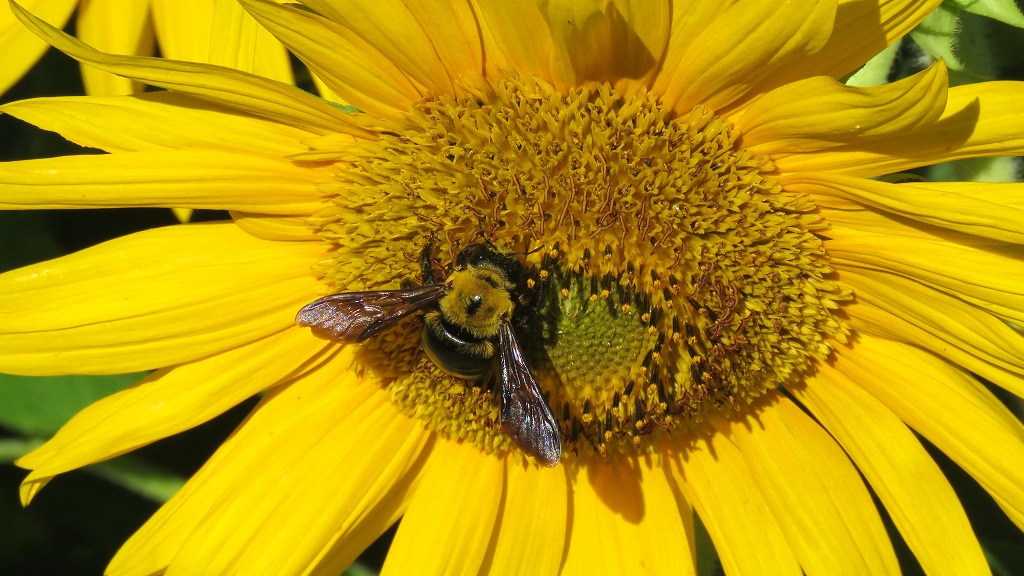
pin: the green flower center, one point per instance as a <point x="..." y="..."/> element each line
<point x="677" y="279"/>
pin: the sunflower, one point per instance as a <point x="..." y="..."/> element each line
<point x="195" y="31"/>
<point x="733" y="318"/>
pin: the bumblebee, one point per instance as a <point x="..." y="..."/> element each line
<point x="467" y="331"/>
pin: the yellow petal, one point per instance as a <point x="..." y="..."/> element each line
<point x="938" y="206"/>
<point x="171" y="401"/>
<point x="274" y="228"/>
<point x="904" y="477"/>
<point x="345" y="62"/>
<point x="390" y="28"/>
<point x="627" y="521"/>
<point x="521" y="35"/>
<point x="861" y="31"/>
<point x="949" y="408"/>
<point x="168" y="178"/>
<point x="120" y="27"/>
<point x="19" y="47"/>
<point x="152" y="299"/>
<point x="714" y="478"/>
<point x="987" y="278"/>
<point x="747" y="43"/>
<point x="953" y="320"/>
<point x="326" y="451"/>
<point x="810" y="486"/>
<point x="158" y="121"/>
<point x="340" y="481"/>
<point x="183" y="28"/>
<point x="532" y="522"/>
<point x="979" y="120"/>
<point x="246" y="92"/>
<point x="451" y="521"/>
<point x="817" y="115"/>
<point x="619" y="41"/>
<point x="453" y="31"/>
<point x="868" y="319"/>
<point x="241" y="43"/>
<point x="689" y="18"/>
<point x="1010" y="195"/>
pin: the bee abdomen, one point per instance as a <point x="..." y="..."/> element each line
<point x="458" y="354"/>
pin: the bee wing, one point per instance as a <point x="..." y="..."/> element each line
<point x="353" y="317"/>
<point x="525" y="415"/>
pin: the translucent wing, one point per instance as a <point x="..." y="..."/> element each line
<point x="353" y="317"/>
<point x="525" y="416"/>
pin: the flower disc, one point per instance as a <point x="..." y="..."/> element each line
<point x="676" y="278"/>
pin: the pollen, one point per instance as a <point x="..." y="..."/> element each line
<point x="675" y="279"/>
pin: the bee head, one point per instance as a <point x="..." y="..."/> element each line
<point x="477" y="301"/>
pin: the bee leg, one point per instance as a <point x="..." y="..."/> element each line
<point x="427" y="261"/>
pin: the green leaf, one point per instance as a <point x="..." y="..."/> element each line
<point x="876" y="72"/>
<point x="935" y="35"/>
<point x="139" y="477"/>
<point x="39" y="406"/>
<point x="708" y="562"/>
<point x="13" y="448"/>
<point x="1003" y="10"/>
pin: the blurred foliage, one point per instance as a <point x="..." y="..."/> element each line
<point x="80" y="520"/>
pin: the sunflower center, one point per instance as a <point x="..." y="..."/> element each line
<point x="670" y="277"/>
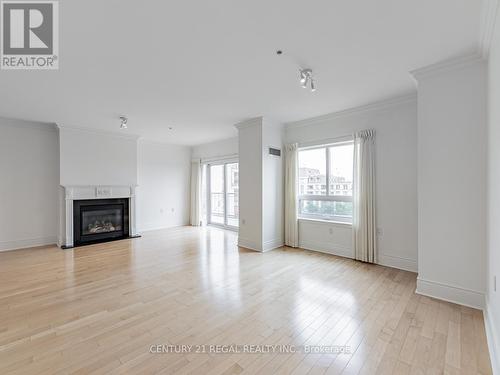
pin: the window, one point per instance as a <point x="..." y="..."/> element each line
<point x="332" y="166"/>
<point x="223" y="194"/>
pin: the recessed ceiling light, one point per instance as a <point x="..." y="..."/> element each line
<point x="306" y="77"/>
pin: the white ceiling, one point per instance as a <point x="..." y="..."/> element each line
<point x="202" y="66"/>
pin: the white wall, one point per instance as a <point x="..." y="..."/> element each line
<point x="214" y="150"/>
<point x="164" y="185"/>
<point x="272" y="189"/>
<point x="250" y="178"/>
<point x="452" y="181"/>
<point x="395" y="122"/>
<point x="493" y="246"/>
<point x="29" y="174"/>
<point x="97" y="158"/>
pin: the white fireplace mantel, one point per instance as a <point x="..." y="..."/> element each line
<point x="72" y="193"/>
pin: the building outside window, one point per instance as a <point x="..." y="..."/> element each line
<point x="326" y="174"/>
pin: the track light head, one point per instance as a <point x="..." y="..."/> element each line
<point x="305" y="78"/>
<point x="124" y="121"/>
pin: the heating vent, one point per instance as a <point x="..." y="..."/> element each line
<point x="274" y="151"/>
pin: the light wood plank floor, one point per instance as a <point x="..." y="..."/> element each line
<point x="99" y="309"/>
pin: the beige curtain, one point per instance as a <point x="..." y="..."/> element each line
<point x="195" y="217"/>
<point x="364" y="216"/>
<point x="291" y="171"/>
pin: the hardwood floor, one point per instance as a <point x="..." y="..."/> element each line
<point x="102" y="309"/>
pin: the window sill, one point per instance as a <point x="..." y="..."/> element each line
<point x="324" y="221"/>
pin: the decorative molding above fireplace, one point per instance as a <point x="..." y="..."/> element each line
<point x="72" y="193"/>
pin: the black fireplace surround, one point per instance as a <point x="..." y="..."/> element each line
<point x="100" y="220"/>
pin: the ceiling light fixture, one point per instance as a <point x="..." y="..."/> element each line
<point x="124" y="122"/>
<point x="306" y="78"/>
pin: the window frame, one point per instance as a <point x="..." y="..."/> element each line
<point x="327" y="197"/>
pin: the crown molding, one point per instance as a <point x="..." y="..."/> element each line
<point x="160" y="143"/>
<point x="447" y="65"/>
<point x="249" y="123"/>
<point x="375" y="106"/>
<point x="17" y="123"/>
<point x="99" y="132"/>
<point x="488" y="19"/>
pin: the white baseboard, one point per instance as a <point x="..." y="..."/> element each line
<point x="398" y="262"/>
<point x="248" y="244"/>
<point x="26" y="243"/>
<point x="492" y="327"/>
<point x="151" y="227"/>
<point x="338" y="250"/>
<point x="272" y="244"/>
<point x="450" y="293"/>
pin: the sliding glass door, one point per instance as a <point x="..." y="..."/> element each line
<point x="223" y="194"/>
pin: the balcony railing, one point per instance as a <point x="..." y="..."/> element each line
<point x="217" y="205"/>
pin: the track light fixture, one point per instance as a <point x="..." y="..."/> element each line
<point x="124" y="121"/>
<point x="306" y="78"/>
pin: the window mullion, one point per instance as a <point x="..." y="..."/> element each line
<point x="327" y="170"/>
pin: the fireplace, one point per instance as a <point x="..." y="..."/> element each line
<point x="100" y="220"/>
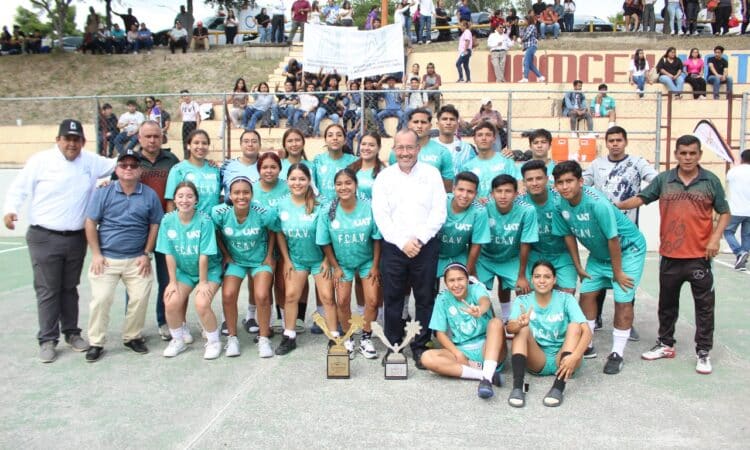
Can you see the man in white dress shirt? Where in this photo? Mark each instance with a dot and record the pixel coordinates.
(58, 182)
(409, 206)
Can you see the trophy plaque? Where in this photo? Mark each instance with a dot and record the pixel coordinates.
(396, 367)
(337, 366)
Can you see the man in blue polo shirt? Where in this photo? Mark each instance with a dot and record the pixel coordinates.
(122, 221)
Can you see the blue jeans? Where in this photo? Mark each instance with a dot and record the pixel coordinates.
(743, 223)
(716, 83)
(673, 85)
(528, 63)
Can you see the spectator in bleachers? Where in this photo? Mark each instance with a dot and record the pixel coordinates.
(695, 68)
(549, 23)
(604, 106)
(576, 109)
(178, 37)
(718, 72)
(200, 37)
(670, 72)
(638, 71)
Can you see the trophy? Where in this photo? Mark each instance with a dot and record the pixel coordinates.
(338, 356)
(396, 367)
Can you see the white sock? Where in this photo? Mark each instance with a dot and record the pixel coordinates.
(488, 369)
(505, 311)
(471, 373)
(619, 339)
(212, 336)
(592, 324)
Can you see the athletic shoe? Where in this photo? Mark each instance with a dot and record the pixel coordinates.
(164, 333)
(264, 347)
(659, 351)
(251, 326)
(213, 350)
(703, 366)
(232, 348)
(614, 364)
(366, 347)
(174, 348)
(634, 336)
(517, 398)
(741, 261)
(485, 389)
(287, 345)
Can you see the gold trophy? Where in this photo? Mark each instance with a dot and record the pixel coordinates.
(338, 356)
(396, 367)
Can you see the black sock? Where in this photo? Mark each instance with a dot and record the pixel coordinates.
(518, 362)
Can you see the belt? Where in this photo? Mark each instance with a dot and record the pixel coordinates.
(59, 233)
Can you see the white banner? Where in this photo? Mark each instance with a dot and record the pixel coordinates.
(352, 52)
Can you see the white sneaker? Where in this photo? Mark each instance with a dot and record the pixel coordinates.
(367, 349)
(232, 348)
(213, 350)
(174, 348)
(264, 347)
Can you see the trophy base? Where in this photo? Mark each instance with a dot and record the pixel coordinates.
(396, 367)
(338, 363)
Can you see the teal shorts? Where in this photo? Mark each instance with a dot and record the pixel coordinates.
(567, 277)
(239, 271)
(506, 271)
(362, 271)
(633, 259)
(214, 276)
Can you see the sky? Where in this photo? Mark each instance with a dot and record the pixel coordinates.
(159, 14)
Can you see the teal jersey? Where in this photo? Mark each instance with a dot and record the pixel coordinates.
(324, 170)
(509, 231)
(350, 234)
(206, 179)
(187, 242)
(594, 221)
(247, 242)
(549, 325)
(299, 230)
(488, 169)
(548, 244)
(271, 198)
(448, 315)
(435, 155)
(460, 230)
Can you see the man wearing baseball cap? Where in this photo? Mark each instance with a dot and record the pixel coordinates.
(58, 184)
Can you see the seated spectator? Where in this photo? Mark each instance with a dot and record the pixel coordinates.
(670, 72)
(128, 124)
(695, 68)
(604, 105)
(178, 37)
(576, 109)
(200, 37)
(548, 23)
(718, 72)
(145, 39)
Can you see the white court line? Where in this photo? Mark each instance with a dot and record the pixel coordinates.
(13, 249)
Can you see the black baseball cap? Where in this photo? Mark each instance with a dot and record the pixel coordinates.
(71, 127)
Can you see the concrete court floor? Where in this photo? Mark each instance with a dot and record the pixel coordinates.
(131, 401)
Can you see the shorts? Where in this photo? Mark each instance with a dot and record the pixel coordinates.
(214, 276)
(633, 259)
(240, 271)
(507, 271)
(567, 277)
(349, 272)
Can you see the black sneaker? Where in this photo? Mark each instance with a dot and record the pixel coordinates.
(614, 364)
(287, 345)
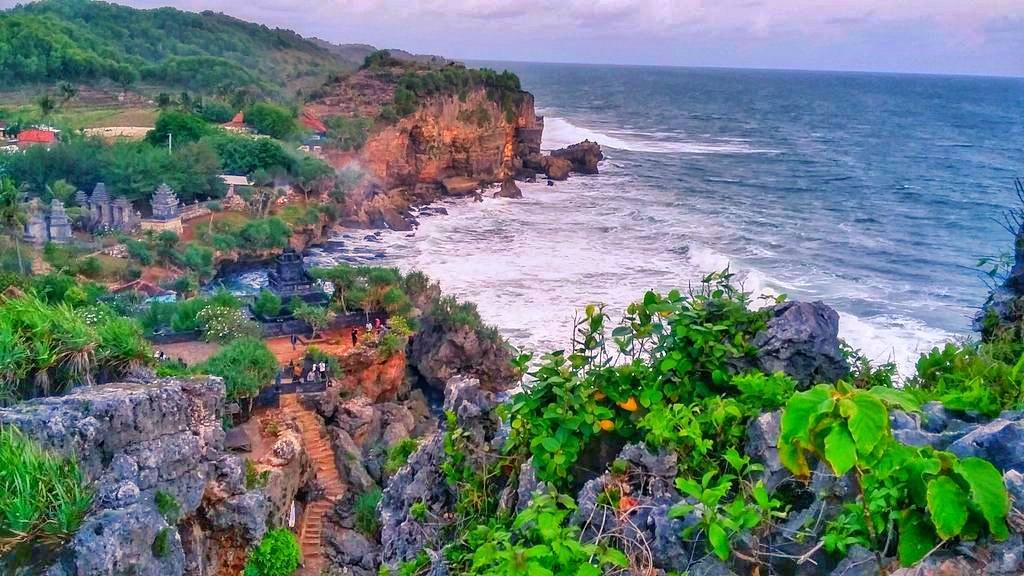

----

Convert the records from the line with "Can you see the shorts?" through the end of the records into a two-column CSV with the headers "prompt" and "points". Give one row per request, with its text and its answer each in a single quoted field and line breaks replaced by spaces, and leave the pictures out.

## RESULT BELOW
prompt,points
"Can you see the shorts? Where in this photo? Mark each instance with a dot and record the pixel coordinates.","(214, 276) (633, 259) (240, 271) (507, 271) (567, 277) (349, 272)"
"Can you see the black sneaker? Where in this photo? Mark each instance with a dot and record the pixel coordinates.","(614, 364) (287, 345)"